#### [Dataset excerpt]
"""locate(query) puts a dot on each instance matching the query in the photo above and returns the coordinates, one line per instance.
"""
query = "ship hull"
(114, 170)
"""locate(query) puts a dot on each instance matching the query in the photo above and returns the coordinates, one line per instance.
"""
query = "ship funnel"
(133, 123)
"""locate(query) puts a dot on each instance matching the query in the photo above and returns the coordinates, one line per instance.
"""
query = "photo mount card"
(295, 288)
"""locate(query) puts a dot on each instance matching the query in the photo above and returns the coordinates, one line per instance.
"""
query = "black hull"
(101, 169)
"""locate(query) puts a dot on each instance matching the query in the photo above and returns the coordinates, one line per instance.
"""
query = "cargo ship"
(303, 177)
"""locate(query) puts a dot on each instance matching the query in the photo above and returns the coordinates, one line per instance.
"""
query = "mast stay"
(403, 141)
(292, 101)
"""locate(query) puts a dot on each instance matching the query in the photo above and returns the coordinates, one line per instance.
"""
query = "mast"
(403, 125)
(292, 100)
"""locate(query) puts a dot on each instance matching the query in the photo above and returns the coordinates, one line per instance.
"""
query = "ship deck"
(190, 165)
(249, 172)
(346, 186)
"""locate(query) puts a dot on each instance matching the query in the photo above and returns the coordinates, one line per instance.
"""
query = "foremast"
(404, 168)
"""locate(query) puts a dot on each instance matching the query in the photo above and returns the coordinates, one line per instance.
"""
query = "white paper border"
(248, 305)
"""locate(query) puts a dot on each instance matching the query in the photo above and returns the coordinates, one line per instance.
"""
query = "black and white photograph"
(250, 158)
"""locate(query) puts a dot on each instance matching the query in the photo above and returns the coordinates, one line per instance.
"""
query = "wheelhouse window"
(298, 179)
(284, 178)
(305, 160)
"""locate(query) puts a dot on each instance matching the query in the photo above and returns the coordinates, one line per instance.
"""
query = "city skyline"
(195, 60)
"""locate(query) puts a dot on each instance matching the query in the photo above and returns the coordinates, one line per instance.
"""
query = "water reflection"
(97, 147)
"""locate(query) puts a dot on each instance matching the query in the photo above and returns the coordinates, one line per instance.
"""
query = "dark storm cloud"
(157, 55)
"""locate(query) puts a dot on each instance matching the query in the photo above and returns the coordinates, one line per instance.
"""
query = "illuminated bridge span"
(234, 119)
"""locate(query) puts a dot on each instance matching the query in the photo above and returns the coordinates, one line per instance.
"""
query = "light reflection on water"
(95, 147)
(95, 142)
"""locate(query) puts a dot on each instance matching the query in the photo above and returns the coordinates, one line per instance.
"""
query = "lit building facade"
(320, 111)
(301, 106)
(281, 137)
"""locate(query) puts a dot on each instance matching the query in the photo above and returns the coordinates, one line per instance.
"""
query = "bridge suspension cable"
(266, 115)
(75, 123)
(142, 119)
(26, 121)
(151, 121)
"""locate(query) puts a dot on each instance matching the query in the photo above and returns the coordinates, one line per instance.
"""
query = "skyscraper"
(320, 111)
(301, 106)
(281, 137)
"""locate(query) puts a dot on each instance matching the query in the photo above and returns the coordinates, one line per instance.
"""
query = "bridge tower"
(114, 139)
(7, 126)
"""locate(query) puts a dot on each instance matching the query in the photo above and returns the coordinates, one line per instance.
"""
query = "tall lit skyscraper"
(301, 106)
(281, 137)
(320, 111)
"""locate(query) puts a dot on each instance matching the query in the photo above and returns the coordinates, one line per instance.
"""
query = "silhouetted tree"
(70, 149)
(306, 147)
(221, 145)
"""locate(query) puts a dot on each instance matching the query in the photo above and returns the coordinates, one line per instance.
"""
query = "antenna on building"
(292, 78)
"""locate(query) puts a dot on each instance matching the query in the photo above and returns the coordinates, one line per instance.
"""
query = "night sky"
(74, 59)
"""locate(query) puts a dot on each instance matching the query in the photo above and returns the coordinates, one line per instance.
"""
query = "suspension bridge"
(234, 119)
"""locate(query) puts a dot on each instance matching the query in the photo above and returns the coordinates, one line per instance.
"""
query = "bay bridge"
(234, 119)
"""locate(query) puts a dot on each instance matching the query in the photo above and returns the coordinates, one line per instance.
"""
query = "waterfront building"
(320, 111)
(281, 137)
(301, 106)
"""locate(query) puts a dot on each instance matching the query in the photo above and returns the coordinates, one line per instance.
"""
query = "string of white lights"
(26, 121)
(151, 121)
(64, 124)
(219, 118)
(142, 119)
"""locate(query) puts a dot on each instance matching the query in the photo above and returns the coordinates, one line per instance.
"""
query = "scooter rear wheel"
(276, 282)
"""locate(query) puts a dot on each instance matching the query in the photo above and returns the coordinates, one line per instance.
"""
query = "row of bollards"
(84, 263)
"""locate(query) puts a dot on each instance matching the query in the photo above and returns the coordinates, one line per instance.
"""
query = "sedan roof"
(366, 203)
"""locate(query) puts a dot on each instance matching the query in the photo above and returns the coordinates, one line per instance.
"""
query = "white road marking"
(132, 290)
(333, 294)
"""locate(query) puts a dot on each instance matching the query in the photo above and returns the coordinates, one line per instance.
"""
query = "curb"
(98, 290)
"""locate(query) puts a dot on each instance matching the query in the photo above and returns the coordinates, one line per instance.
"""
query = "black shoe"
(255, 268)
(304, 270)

#### [To do]
From the listing above, extract every line exactly as it stands.

#### [Answer to this problem]
"""locate(query) puts a dot on each instance matching the query in the photo above and returns the coordinates, one line per instance.
"""
query = "ship hull"
(114, 170)
"""locate(query) puts a dot on each instance matching the query in the photo above and returns the coordinates, one line per instance.
"""
query = "ship funnel"
(133, 123)
"""locate(query) puts a dot on each instance matching the query in the photo above and returns the coordinates, one line per instance.
"""
query = "photo mount card"
(295, 288)
"""locate(query) puts a dot on each instance matching the query in the photo above and returns the coordinates, one line per instance.
"""
query = "black hull"
(101, 169)
"""locate(query) puts a dot on each instance matching the query in the photo above and returns the coordinates, one line per instance.
"""
query = "cargo ship"
(303, 177)
"""locate(query) puts a dot on each instance matching the query in the photo above and returns the coordinates, one line per instance.
"""
query = "mast stay"
(403, 141)
(292, 101)
"""locate(query) puts a dot on each instance matching the query in the photo above and returns the coordinates, one line per instance.
"""
query = "mast"
(403, 125)
(292, 100)
"""locate(query) puts a dot on each instance matching the query in the photo above and returns the coordinates, one line per instance.
"""
query = "ship deck"
(190, 165)
(249, 172)
(346, 186)
"""locate(query) puts a dot on each instance matching the query in the photo above and returns the coordinates, one line per instance.
"""
query = "foremast"
(404, 168)
"""locate(query) puts a dot on each instance matching the query in the photo above and returns the coordinates, one line per instance.
"""
query = "white paper border"
(248, 305)
"""locate(query) puts a dot on each instance matching the query in the photo above and returns the coordinates, one line per instance.
"""
query = "black and white photograph"
(250, 158)
"""locate(query) puts a dot on each instance matching the query in the photo above and returns the coordinates, one line per instance.
"""
query = "wheelhouse window"
(298, 179)
(284, 178)
(305, 160)
"""locate(query) puts a dot on each instance matching the query in the photo above and returns the coordinates, one line per instance.
"""
query = "city skyline"
(195, 60)
"""locate(query) puts a dot on each instance matching the query in the photo above and returns the coordinates, one line per instance.
"""
query = "water reflection"
(97, 147)
"""locate(query) puts a dot on each instance matching the query in the photo above and returns the coordinates, one line per instance.
"""
query = "dark storm cloud"
(157, 55)
"""locate(query) puts a dot on each instance matching the query in the photo above and returns the coordinates, one line per instance.
"""
query = "illuminated bridge span"
(234, 119)
"""locate(query) puts a dot on each instance matching the query in the photo above and returns the coordinates, one line per instance.
"""
query = "light reflection on water"
(95, 147)
(95, 142)
"""locate(query) puts a dot on each instance matching the query in the photo above and returns the coordinates, one line per instance.
"""
query = "lit building facade"
(320, 111)
(301, 106)
(281, 137)
"""locate(query) puts a dot on each instance matching the query in the photo above and returns the coordinates, one line per instance.
"""
query = "bridge suspension cable"
(266, 115)
(75, 123)
(142, 119)
(26, 121)
(151, 121)
"""locate(query) puts a dot on each instance matching the query in the photo above and returns the coordinates, one line per instance.
"""
query = "skyscraper"
(320, 111)
(301, 106)
(281, 137)
"""locate(query) puts a dot on each instance matching the query in the photo above and returns the coordinates, one line per instance.
"""
query = "bridge tower"
(114, 139)
(7, 126)
"""locate(query) puts a dot on each instance matching the query in the photo above and returns the coordinates, one line per instance.
"""
query = "tall lit skyscraper"
(301, 106)
(281, 137)
(320, 111)
"""locate(query) puts a dot on each instance matching the query in the photo above and returns the coordinates, one line per instance.
"""
query = "silhouetted tree"
(70, 149)
(306, 147)
(221, 145)
"""locate(query) puts a dot on each instance matching the query in the photo above and returns the coordinates, one line per instance.
"""
query = "antenna on building"
(292, 78)
"""locate(query) puts a dot on each instance matching the query in the photo above and returns the coordinates, one line per instance.
"""
query = "night sky"
(74, 59)
"""locate(query) puts a dot on each instance matching the query in the photo above and returns the coordinates, one line per instance.
"""
query = "suspension bridge"
(234, 119)
"""locate(query) puts a dot on each instance matching the query in the photo above and returns the coordinates, one line per instance.
"""
query = "bay bridge"
(234, 119)
"""locate(query) puts a dot on each instance matching the query in the photo above and returns the coordinates, one line per instance.
"""
query = "waterfront building"
(320, 111)
(281, 137)
(301, 106)
"""locate(query) puts a dot on each instance matching the query in the photo above and returns the coordinates, one line per instance.
"""
query = "string of white lights"
(26, 121)
(151, 121)
(64, 124)
(219, 118)
(142, 119)
"""locate(query) puts a dot on each instance matching the query in the photo above and returns the coordinates, one line per instance.
"""
query = "scooter rear wheel"
(276, 282)
"""locate(query) puts a dot on each instance matching the query in the photo above and returns the coordinates, one line per instance.
"""
query = "row of bollards"
(84, 263)
"""locate(query) puts a dot on each instance matching the query in the photo above and returns the coordinates, one line per instance.
"""
query = "sedan roof"
(366, 203)
"""locate(query) puts a dot on each instance matching the query in the photo above and returns the coordinates, one line per instance.
"""
query = "white road marking"
(132, 290)
(333, 294)
"""locate(query) puts a dot on each instance matching the query in the photo above and returns the coordinates, one line per instance.
"""
query = "curb"
(98, 290)
"""locate(query) puts a dot on each instance matching the query in the photo above and returns the coordinates, one line per instance.
"""
query = "black shoe"
(255, 268)
(304, 270)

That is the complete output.